In the listing below, locate the line containing "In this exercise you will indicate the printed"; reproduce that line and all lines that follow it, unchanged.

[Point annotations for photos]:
.....

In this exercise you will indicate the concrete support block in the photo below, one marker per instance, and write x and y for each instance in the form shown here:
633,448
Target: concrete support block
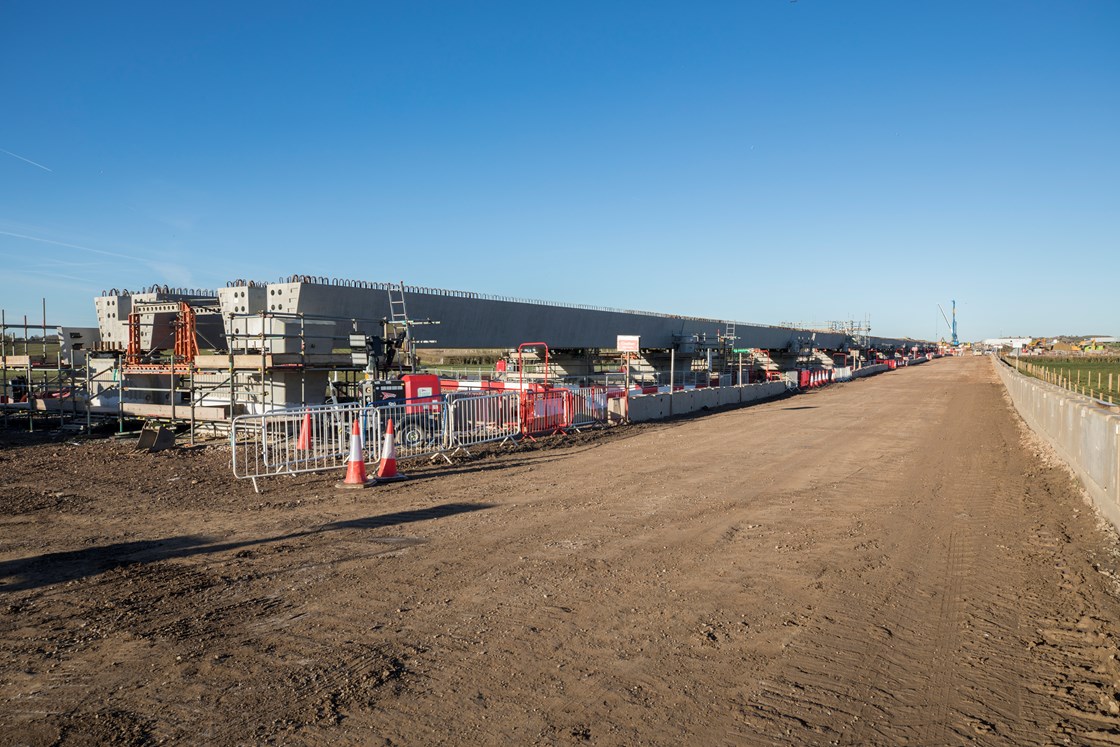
727,395
1084,435
649,407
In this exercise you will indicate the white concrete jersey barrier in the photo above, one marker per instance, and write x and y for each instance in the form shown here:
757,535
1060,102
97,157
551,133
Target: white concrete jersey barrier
656,407
1085,435
869,371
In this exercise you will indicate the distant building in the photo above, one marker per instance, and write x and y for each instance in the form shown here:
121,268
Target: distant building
1014,343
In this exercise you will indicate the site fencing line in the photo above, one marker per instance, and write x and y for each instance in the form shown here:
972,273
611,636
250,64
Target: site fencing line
588,407
483,419
546,412
317,438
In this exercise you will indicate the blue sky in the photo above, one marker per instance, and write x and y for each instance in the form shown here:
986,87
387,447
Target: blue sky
754,160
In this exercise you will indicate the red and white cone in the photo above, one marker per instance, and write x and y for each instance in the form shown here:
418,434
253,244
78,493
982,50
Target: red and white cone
386,470
355,466
305,433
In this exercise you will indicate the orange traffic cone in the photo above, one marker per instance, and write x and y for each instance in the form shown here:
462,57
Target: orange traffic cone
355,466
386,470
304,444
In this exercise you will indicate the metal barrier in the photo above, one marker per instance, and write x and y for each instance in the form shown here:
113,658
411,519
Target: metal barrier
421,429
317,438
588,407
292,441
483,419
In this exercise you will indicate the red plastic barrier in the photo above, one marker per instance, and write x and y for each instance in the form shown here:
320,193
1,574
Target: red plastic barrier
546,411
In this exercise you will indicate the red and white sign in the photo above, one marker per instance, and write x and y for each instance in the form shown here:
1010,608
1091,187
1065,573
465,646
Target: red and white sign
628,343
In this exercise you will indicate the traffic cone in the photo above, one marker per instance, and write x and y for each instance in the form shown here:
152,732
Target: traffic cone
304,444
386,470
355,466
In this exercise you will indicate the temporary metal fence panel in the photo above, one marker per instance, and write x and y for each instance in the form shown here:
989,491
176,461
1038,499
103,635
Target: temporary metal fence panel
483,419
588,405
292,441
421,428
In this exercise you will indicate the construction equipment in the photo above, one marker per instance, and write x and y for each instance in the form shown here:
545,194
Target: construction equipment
955,342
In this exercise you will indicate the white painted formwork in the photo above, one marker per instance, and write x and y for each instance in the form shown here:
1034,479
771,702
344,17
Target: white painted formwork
1085,435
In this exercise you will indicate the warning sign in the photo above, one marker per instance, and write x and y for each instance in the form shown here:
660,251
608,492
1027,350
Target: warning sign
628,343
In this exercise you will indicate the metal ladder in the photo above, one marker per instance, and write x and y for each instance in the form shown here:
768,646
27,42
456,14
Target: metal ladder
398,314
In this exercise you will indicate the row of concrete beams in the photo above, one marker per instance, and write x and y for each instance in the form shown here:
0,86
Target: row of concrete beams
319,315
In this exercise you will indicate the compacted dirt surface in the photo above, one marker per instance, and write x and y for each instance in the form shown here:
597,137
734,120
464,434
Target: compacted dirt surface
890,561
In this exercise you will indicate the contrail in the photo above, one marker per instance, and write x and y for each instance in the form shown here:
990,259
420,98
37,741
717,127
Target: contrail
63,243
26,159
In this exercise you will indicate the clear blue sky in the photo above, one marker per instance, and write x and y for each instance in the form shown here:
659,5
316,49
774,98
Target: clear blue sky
758,160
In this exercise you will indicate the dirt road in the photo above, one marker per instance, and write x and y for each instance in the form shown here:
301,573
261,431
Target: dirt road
880,562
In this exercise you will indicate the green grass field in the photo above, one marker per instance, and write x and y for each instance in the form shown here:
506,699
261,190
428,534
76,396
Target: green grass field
1090,374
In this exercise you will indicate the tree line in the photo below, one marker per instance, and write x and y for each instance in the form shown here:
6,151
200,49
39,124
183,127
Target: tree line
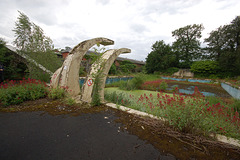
220,57
31,40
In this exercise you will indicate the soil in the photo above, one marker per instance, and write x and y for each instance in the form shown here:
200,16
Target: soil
46,129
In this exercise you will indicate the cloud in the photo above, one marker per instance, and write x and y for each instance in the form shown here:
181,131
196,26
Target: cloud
134,24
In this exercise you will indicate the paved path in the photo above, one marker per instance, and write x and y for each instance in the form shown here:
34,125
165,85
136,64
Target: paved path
34,135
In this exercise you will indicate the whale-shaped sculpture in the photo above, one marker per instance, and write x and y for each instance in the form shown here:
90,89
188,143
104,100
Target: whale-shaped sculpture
101,66
67,75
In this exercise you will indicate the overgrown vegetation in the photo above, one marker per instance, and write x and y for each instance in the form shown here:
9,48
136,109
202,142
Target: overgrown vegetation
186,113
16,92
31,41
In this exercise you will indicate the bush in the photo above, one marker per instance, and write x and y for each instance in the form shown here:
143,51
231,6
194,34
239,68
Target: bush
16,92
205,68
56,93
132,84
171,70
163,86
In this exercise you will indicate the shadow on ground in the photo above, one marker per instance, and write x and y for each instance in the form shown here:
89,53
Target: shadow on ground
51,130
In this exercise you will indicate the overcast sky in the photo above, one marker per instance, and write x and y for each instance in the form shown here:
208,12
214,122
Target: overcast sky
133,24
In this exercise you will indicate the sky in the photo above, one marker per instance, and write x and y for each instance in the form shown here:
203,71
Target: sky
133,24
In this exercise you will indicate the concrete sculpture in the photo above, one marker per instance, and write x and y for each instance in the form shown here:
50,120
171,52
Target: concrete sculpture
101,66
68,74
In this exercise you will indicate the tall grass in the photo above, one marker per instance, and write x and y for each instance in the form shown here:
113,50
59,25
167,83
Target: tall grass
16,92
187,113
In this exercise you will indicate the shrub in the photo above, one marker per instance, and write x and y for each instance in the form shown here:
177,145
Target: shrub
56,93
205,68
16,92
187,113
132,84
163,86
171,70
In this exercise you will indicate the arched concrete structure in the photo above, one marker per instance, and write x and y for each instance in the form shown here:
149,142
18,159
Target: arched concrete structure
68,74
107,67
104,64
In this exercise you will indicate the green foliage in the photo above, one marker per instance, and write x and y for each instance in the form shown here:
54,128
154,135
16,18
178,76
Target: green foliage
30,37
117,98
13,68
57,93
82,73
160,58
224,47
31,40
171,70
47,59
96,89
188,114
113,69
16,92
187,44
69,101
205,68
132,84
127,66
163,86
236,105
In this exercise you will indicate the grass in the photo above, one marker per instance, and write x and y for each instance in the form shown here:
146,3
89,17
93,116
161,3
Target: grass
187,113
134,92
16,92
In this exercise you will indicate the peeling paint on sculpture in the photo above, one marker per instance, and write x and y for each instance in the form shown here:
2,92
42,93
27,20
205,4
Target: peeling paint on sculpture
104,64
87,88
68,74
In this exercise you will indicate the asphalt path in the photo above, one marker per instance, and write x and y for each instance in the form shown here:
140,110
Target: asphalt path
38,135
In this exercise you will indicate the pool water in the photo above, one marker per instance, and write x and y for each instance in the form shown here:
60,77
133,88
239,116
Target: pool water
189,80
109,80
190,90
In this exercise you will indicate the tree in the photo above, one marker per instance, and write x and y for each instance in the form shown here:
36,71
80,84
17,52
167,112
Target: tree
31,40
187,44
30,37
13,67
127,66
160,58
224,47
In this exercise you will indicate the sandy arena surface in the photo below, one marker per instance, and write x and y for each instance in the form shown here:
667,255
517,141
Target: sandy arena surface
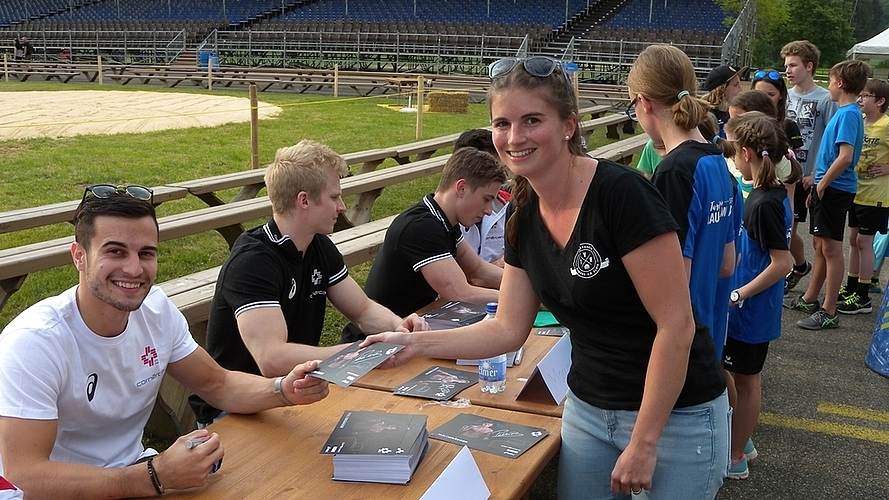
68,113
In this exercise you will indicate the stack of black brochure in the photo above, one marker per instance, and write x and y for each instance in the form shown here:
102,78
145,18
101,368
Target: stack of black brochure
454,314
377,447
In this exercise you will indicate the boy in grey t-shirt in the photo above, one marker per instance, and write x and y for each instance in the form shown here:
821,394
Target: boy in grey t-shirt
811,108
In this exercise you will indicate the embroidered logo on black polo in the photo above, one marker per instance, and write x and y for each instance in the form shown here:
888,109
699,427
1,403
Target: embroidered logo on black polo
587,262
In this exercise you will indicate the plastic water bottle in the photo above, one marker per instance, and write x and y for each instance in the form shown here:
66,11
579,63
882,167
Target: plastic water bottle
492,371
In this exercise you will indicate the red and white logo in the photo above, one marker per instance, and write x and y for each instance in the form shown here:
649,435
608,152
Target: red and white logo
150,356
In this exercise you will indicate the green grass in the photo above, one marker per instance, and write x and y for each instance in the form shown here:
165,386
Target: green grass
42,171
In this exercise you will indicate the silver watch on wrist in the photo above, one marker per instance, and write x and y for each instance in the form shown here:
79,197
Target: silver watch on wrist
279,391
735,297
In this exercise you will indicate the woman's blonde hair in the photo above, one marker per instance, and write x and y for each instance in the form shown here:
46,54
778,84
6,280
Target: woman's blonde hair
557,94
664,74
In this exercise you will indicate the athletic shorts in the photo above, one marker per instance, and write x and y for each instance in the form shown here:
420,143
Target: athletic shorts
799,203
829,214
869,220
743,358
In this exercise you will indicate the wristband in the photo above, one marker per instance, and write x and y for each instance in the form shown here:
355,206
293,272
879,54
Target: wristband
152,474
280,392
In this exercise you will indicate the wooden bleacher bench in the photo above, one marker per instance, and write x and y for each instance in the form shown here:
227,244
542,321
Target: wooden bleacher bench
193,294
16,263
621,151
594,111
252,181
27,218
424,149
613,122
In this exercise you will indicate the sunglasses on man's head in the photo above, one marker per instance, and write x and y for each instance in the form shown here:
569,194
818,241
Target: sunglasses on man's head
108,190
539,66
767,75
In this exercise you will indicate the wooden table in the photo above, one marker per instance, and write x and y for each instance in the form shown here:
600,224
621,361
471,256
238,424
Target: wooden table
535,348
275,453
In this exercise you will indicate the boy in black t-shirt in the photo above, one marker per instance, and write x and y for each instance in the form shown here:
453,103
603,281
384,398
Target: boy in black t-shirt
424,256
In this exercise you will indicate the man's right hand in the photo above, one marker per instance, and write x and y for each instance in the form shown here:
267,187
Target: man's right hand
180,467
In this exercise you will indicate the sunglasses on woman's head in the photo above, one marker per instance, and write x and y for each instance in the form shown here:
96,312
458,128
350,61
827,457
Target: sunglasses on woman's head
767,75
539,66
108,190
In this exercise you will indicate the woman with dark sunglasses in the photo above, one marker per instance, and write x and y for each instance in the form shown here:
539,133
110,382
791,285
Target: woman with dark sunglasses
772,83
594,242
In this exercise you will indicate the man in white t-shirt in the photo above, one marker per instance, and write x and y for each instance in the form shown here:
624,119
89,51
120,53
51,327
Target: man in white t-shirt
80,372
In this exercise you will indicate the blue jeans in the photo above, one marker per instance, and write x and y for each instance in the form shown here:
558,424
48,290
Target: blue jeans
692,452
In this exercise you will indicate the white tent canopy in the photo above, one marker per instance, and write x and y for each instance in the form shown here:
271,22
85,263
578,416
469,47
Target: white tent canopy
875,48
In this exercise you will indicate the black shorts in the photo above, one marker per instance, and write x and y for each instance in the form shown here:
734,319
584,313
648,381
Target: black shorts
743,358
829,214
799,203
869,220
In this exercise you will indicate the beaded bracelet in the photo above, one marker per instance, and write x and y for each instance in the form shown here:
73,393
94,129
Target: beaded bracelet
152,474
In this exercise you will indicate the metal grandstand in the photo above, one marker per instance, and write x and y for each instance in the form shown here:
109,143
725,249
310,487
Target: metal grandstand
604,35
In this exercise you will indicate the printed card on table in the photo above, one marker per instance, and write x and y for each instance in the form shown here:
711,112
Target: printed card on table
460,479
437,383
548,382
352,363
489,435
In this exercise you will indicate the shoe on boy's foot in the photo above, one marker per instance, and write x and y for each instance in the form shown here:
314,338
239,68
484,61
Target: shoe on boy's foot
800,304
819,321
843,294
854,305
739,470
750,451
793,277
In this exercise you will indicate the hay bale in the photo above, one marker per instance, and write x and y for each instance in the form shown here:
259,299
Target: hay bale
448,102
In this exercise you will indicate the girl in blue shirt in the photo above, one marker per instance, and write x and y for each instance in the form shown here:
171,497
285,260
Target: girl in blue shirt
764,260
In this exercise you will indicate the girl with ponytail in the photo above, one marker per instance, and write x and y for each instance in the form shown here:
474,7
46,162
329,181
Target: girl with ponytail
693,177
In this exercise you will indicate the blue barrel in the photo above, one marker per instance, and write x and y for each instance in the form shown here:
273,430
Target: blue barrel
209,57
877,358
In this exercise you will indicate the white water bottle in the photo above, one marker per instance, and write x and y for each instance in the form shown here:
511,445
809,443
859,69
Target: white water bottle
492,371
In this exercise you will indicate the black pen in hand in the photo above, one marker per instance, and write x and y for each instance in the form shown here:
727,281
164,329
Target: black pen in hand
194,443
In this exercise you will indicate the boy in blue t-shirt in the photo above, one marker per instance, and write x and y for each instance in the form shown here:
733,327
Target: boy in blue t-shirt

.....

[THE SOLUTION]:
In this exercise you will indicate the printed card on table in the photo above, one marker per instance, and write x and y for each instance in the form shown here:
711,112
Target: printed card on table
460,479
437,383
548,382
352,363
489,435
In this exercise you will indicate the shoe on boy's foot in the photo above, one marker per instance, and write x and y for each instance in the form shown here:
314,338
239,68
484,61
Target: shoe on boy's foot
800,304
819,321
843,294
854,305
739,470
750,451
793,277
In this exercise you will indicate the hay bale in the photo above, one marker per instance, and write x and y for each instance in the form shown here:
259,299
Target: hay bale
448,102
In this exercise you will indicate the girl in blue shirt in the photo above, one marker per instance, and write x and y for each instance in the form shown here:
171,497
285,260
Target: girl in blue shirt
764,260
In this exercise you will indicate the girl with ponytail in the photo above, one marker per instance, and write x and y for each instance in the form shown here:
474,7
46,162
329,181
Target: girl with ponytail
693,177
In this exercise you will indicate the blue barrel in the photo above, one marker per instance, and write x and y for each instance in the form shown here:
273,430
Target: blue barrel
209,57
877,358
In this exercise you will indicate the white water bottle in the photo above, one marker per instance, and write x and y for each instance in the form shown here:
511,445
809,443
859,69
Target: white water bottle
492,371
In this exercise you will indicate the black pen in hand in the photo above, one marker per instance, and write x and y for each instance in the form shown here:
727,281
164,329
Target: black pen in hand
194,443
In this exercise you will indicate the boy in blue t-shirt in the photo above, one marker per instance, and write x and y for each instance in the form shown here:
733,327
Target: boy in blue t-shirt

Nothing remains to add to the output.